_Tarea_. Sigue escribiendo el relato de la caminata de Torralba del Moral a Sigüenza a partir de su última frase.

El caminante tiene comprobado que caminar en soledad predispone a la
cogitación. Sobre todo si el camino es sencillo y andadero. En el día de la
patrona de la ciudad de Madrid, esconde las llaves del coche, lía los bártulos
y, de buena mañana, se dirige hacia la estación de Chamartín, donde le espera
un tren que, camino a Soria, le ha de dejar en el municipio de Torralba del
Moral. El fin del viaje tiene un argumento simple: recorrer las cuatro leguas
que separan Torralba de la ciudad de Sigüenza.

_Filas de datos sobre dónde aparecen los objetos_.
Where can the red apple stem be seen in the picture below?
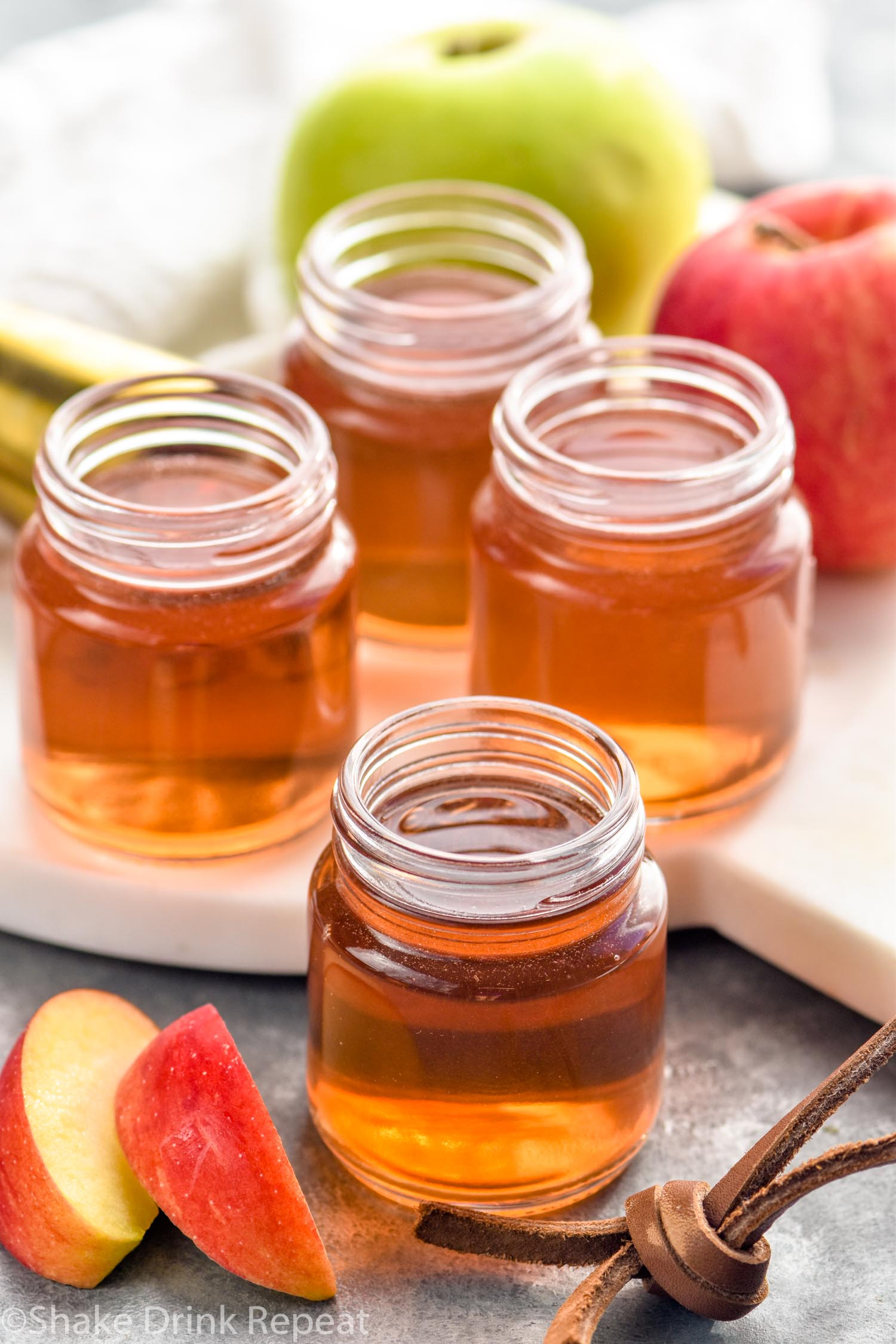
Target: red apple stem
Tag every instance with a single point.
(782, 233)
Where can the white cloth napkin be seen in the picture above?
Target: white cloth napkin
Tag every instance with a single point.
(139, 157)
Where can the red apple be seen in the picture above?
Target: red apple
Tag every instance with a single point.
(197, 1132)
(70, 1208)
(803, 283)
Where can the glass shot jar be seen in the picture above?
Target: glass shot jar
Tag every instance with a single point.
(416, 307)
(487, 959)
(641, 558)
(186, 616)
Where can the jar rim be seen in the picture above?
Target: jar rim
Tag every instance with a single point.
(195, 545)
(586, 492)
(602, 858)
(360, 329)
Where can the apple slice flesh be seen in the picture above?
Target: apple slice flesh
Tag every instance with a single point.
(70, 1207)
(197, 1132)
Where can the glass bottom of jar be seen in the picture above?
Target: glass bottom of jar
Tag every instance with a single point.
(211, 812)
(524, 1199)
(684, 746)
(385, 631)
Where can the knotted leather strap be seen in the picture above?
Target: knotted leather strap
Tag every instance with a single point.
(702, 1246)
(688, 1260)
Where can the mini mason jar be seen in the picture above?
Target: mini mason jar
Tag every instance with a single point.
(186, 616)
(641, 558)
(487, 959)
(416, 307)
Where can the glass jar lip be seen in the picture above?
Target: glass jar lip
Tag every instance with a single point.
(296, 413)
(755, 471)
(323, 235)
(433, 348)
(199, 546)
(616, 840)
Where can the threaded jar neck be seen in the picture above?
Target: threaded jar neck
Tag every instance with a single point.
(644, 437)
(443, 346)
(489, 741)
(228, 480)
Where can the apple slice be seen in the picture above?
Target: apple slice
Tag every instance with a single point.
(70, 1207)
(197, 1132)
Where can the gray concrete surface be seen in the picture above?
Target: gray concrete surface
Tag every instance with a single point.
(745, 1042)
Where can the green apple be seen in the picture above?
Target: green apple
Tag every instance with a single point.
(560, 105)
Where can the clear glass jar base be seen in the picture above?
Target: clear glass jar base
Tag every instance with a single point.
(719, 805)
(511, 1202)
(76, 805)
(403, 633)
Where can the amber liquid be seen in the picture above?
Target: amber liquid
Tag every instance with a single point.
(516, 1066)
(409, 465)
(192, 723)
(688, 652)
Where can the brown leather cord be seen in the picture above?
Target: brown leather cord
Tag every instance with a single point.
(704, 1248)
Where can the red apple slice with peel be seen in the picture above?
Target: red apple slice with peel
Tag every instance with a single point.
(70, 1207)
(197, 1132)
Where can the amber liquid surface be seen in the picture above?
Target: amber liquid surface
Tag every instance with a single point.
(512, 1067)
(185, 723)
(688, 652)
(410, 464)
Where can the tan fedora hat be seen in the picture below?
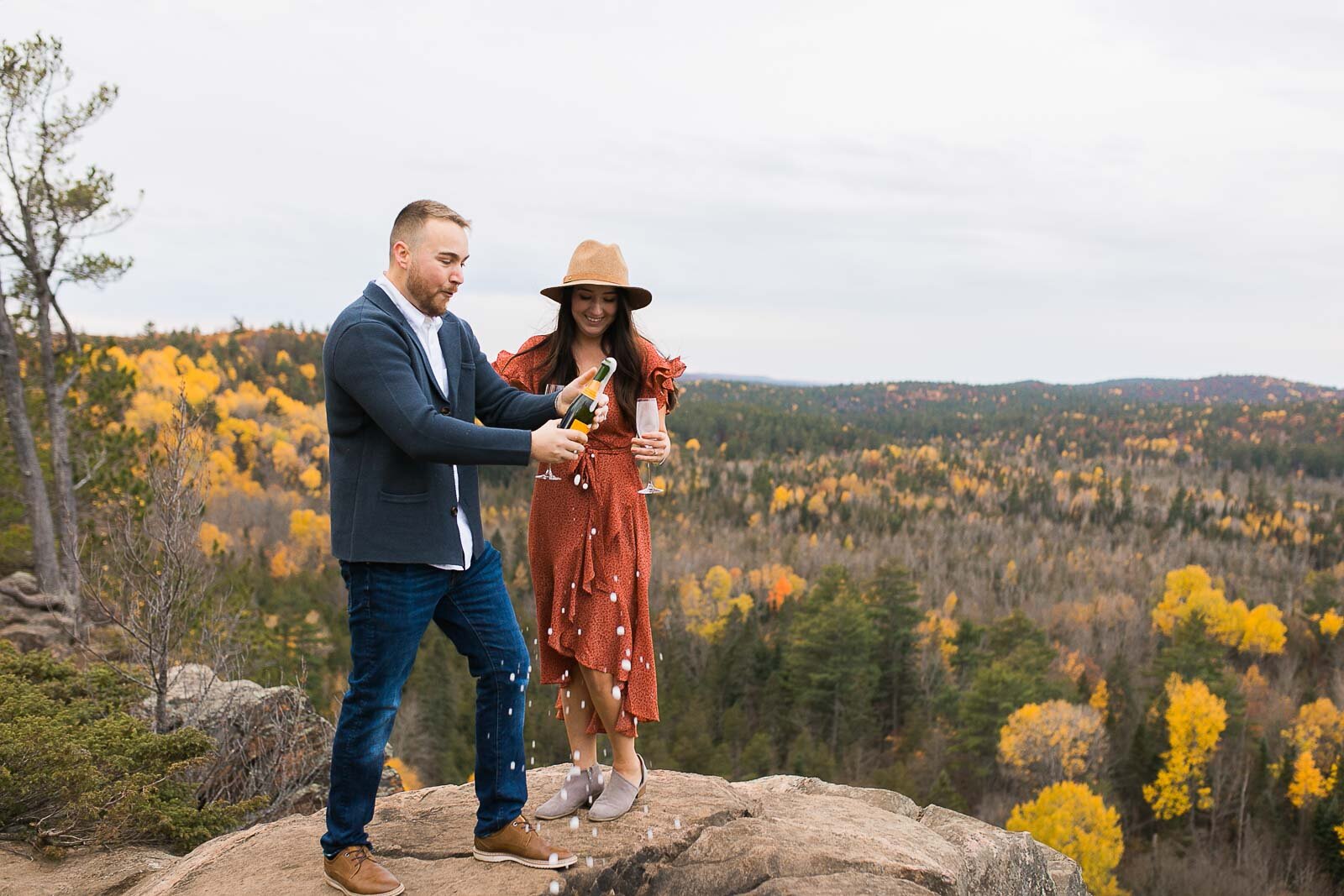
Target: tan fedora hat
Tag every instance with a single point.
(597, 264)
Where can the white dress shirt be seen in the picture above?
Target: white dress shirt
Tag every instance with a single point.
(427, 329)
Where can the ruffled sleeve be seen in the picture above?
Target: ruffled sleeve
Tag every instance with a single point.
(660, 375)
(521, 369)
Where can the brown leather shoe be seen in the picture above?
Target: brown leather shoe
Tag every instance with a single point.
(517, 841)
(355, 873)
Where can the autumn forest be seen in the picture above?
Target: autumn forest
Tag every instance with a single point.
(1109, 616)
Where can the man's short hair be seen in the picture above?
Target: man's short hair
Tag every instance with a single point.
(412, 219)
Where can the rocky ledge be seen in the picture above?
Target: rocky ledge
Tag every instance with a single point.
(689, 835)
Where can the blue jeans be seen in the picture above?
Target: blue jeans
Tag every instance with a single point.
(390, 607)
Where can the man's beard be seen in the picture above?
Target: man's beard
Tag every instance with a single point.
(423, 295)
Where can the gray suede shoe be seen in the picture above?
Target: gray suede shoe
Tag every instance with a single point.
(618, 795)
(580, 789)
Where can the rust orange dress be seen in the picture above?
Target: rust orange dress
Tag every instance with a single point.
(589, 546)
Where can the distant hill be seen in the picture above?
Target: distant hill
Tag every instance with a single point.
(1247, 390)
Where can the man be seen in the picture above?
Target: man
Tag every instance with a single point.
(405, 382)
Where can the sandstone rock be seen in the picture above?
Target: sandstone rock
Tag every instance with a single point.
(272, 741)
(842, 884)
(31, 620)
(19, 584)
(995, 860)
(94, 873)
(34, 636)
(689, 835)
(1065, 872)
(806, 836)
(889, 799)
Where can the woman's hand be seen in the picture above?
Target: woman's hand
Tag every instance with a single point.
(570, 392)
(651, 449)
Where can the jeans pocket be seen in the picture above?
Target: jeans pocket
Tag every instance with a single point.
(358, 586)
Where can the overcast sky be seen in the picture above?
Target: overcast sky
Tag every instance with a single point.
(968, 191)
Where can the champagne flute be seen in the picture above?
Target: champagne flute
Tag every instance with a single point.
(551, 389)
(647, 423)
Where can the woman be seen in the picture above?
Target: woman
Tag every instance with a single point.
(589, 532)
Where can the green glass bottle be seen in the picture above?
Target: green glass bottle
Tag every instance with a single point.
(580, 417)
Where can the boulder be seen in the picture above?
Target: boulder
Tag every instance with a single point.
(272, 741)
(994, 860)
(689, 835)
(31, 620)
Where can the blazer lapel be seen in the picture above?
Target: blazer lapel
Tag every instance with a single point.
(450, 343)
(375, 295)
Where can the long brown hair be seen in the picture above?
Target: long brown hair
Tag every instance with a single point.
(620, 340)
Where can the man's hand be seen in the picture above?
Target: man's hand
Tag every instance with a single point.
(575, 390)
(553, 445)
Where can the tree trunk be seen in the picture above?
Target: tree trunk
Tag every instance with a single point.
(62, 469)
(30, 468)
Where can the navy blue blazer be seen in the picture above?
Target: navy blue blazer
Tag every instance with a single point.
(394, 434)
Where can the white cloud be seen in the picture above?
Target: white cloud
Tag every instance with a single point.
(1041, 191)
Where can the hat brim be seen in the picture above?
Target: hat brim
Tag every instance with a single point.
(636, 296)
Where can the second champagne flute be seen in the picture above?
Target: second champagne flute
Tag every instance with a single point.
(647, 423)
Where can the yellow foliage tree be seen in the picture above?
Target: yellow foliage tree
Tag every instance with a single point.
(1331, 624)
(1317, 735)
(1191, 594)
(1075, 821)
(1045, 743)
(1195, 720)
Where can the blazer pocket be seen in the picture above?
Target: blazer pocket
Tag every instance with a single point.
(403, 499)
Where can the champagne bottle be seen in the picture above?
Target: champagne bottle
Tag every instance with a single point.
(580, 417)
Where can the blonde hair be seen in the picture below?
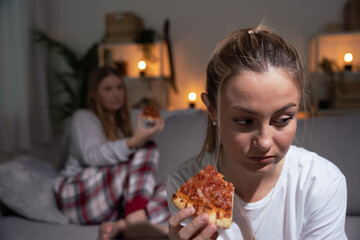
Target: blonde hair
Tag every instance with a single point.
(250, 49)
(122, 116)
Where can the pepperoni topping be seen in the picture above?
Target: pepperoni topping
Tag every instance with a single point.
(207, 188)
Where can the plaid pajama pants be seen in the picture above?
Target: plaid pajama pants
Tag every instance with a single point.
(108, 193)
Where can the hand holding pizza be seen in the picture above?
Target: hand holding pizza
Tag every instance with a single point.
(144, 132)
(209, 199)
(198, 228)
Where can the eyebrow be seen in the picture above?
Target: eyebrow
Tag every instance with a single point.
(240, 108)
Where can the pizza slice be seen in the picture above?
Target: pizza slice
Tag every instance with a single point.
(208, 193)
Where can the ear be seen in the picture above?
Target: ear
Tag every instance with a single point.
(210, 109)
(92, 94)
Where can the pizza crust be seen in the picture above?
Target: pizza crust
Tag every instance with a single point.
(218, 216)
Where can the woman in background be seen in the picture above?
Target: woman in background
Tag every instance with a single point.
(255, 84)
(109, 178)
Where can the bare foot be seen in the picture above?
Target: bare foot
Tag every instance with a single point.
(110, 230)
(145, 230)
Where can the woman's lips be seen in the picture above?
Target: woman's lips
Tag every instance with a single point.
(261, 159)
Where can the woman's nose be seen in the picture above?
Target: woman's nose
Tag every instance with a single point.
(263, 139)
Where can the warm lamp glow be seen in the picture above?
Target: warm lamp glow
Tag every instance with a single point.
(142, 65)
(192, 96)
(348, 57)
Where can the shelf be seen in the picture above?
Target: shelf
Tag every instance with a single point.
(154, 85)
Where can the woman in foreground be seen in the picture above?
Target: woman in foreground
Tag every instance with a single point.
(255, 87)
(109, 178)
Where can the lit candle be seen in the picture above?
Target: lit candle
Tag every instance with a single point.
(192, 98)
(142, 67)
(348, 60)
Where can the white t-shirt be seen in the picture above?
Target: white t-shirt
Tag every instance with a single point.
(89, 145)
(308, 202)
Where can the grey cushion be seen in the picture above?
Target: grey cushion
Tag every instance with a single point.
(337, 139)
(26, 187)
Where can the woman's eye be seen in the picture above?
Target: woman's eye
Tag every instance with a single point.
(243, 121)
(283, 121)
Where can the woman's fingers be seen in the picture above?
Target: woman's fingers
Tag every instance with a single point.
(179, 217)
(196, 229)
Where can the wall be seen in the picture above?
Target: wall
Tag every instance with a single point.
(196, 26)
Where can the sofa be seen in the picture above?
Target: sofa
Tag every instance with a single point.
(29, 210)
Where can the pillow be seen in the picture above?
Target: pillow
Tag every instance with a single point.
(26, 187)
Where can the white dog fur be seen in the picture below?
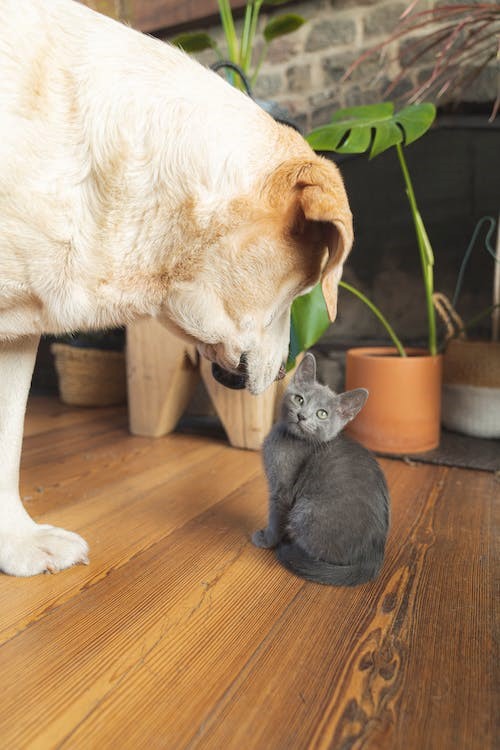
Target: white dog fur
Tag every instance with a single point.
(135, 182)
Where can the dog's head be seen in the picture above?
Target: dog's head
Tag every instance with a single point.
(262, 250)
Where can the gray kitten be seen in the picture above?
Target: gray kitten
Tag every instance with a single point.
(329, 502)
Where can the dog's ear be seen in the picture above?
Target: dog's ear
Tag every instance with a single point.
(312, 193)
(323, 201)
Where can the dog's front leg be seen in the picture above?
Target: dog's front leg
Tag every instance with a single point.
(26, 548)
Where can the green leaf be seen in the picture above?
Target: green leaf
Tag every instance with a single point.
(309, 321)
(281, 25)
(374, 127)
(194, 41)
(416, 120)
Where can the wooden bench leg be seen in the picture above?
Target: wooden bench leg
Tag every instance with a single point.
(162, 373)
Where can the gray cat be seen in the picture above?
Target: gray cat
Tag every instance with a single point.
(329, 502)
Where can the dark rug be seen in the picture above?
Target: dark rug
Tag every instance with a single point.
(462, 451)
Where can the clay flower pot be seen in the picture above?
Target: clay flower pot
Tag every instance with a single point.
(403, 411)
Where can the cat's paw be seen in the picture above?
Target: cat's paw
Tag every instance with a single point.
(41, 549)
(261, 539)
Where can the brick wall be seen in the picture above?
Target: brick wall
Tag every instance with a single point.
(303, 70)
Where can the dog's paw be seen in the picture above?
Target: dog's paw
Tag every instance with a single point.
(41, 549)
(261, 539)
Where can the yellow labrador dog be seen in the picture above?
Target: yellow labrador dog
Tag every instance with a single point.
(135, 182)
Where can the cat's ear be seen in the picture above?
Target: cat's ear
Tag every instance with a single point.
(350, 403)
(306, 371)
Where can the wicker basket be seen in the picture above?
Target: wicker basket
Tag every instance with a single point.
(90, 377)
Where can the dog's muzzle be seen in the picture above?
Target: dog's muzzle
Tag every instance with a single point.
(237, 380)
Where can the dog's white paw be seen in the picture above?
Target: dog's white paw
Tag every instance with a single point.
(41, 549)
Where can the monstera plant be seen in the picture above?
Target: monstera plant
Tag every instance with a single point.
(370, 129)
(403, 411)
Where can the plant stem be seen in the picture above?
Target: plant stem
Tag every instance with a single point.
(395, 340)
(425, 249)
(229, 30)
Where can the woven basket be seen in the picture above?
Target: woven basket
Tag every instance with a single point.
(471, 379)
(90, 377)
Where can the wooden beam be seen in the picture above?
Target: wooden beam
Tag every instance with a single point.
(152, 15)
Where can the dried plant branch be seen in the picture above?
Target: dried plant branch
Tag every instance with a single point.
(456, 35)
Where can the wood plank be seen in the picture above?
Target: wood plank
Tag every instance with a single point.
(181, 634)
(153, 15)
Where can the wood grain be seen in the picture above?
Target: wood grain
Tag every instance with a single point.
(181, 634)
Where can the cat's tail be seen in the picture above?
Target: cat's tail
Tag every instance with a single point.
(298, 561)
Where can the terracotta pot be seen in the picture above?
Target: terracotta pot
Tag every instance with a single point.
(403, 411)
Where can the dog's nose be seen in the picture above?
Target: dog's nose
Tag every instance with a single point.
(281, 373)
(234, 380)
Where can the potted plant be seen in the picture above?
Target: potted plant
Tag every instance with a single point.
(402, 414)
(239, 51)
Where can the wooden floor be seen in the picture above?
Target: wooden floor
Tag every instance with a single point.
(181, 634)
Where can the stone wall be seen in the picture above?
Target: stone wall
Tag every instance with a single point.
(303, 71)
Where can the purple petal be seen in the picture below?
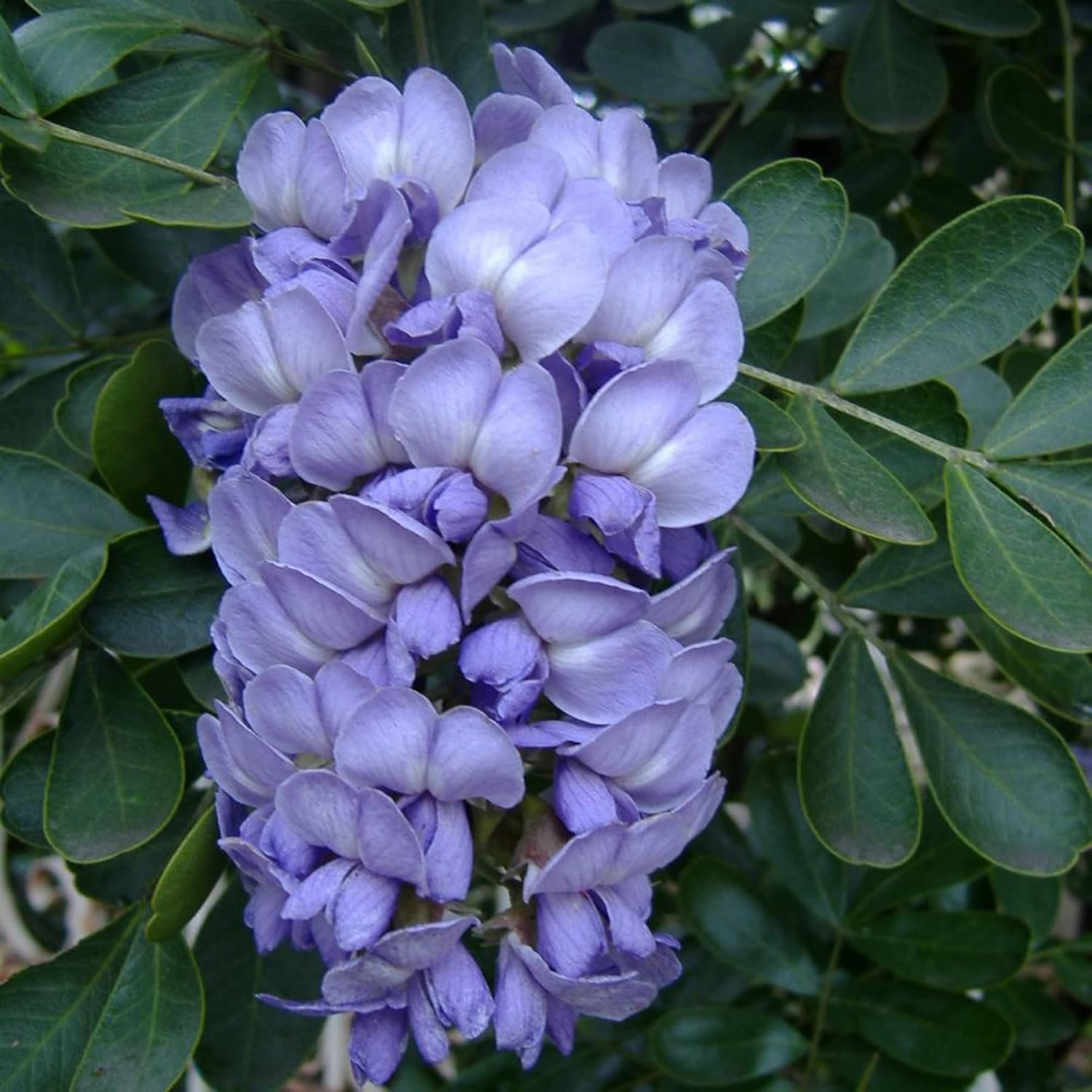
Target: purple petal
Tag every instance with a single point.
(472, 757)
(388, 742)
(519, 443)
(246, 515)
(703, 471)
(321, 810)
(569, 607)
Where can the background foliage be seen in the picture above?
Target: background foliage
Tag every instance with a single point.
(880, 908)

_Respuesta_.
Torralba aparece al hacerse la luz, después de un oscuro túnel de más
de tres kilómetros, que el tren, por aquello de la seguridad, recorre con
exasperante parsimonia. La vía férrea que, a contracorriente, ha seguido el
curso del Henares hasta su nacimiento en Horna, antes de sumirse en la negritud
del túnel, propone al viajero luminosos paisajes de dorados maizales y gualdas
choperas. En la estación, de construcción excesiva para el tráfico que soporta,
la línea se bifurca: hacia el NO continúa el trayecto hasta Zaragoza y
Barcelona, y hacia el norte el ramal que llega hasta Soria.
El día está tan claro que hace daño a la vista; pero la baja
temperatura obliga al caminante a tirar de toda la ropa de abrigo que lleva. El
jefe de estación, a pesar de la expresa prohibición de la cartelería, lo anima
para cruzar las vías, y ahorrarse un largo trayecto por la carretera. Orientado
por la boca del antiguo túnel, que en la parte de Guadalajara, dicen, han
dedicado al cultivo de endivias, comienza la suave ascensión al Cerro Santo,
desde donde seguirá el difuso recorrido de la antigua Cañada Real de Merinas.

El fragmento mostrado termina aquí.